WORK TASK ::
Only lines containing "column" are wanted from the data below. Copy those lines.

[Stored data entries]
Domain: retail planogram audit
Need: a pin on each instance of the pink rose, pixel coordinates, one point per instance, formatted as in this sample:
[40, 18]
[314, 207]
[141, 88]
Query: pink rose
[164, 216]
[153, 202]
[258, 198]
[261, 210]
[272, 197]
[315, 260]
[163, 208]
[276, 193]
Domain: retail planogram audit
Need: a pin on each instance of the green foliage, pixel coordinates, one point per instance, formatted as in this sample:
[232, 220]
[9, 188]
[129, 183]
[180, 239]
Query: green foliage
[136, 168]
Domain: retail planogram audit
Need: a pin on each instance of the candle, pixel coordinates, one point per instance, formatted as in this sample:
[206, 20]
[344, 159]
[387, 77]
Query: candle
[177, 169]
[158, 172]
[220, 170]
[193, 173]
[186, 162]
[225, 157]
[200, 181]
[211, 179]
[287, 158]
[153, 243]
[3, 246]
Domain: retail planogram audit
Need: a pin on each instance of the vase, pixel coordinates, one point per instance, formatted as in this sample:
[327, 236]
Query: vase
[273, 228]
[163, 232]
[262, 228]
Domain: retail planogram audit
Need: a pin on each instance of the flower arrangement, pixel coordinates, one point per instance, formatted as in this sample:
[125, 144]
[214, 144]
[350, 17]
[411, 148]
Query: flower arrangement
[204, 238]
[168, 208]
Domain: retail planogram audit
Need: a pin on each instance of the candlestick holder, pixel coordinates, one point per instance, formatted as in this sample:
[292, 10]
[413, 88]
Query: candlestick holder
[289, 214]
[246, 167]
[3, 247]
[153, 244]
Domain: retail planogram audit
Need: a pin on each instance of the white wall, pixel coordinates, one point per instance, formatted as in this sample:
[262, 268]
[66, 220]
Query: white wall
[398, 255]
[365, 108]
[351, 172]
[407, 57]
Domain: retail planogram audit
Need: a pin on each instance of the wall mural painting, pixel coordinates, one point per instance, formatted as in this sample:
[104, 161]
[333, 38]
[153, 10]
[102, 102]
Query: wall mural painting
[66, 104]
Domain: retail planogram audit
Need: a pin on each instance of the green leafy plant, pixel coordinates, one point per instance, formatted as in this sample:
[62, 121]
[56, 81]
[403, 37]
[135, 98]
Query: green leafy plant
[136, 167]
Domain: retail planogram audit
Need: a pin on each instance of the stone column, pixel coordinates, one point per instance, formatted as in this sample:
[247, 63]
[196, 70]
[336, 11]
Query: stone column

TASK OUTPUT ::
Need: a pin on each instance of the stone column, pixel coordinates, one point per instance, formatted as in this sample:
Query: stone column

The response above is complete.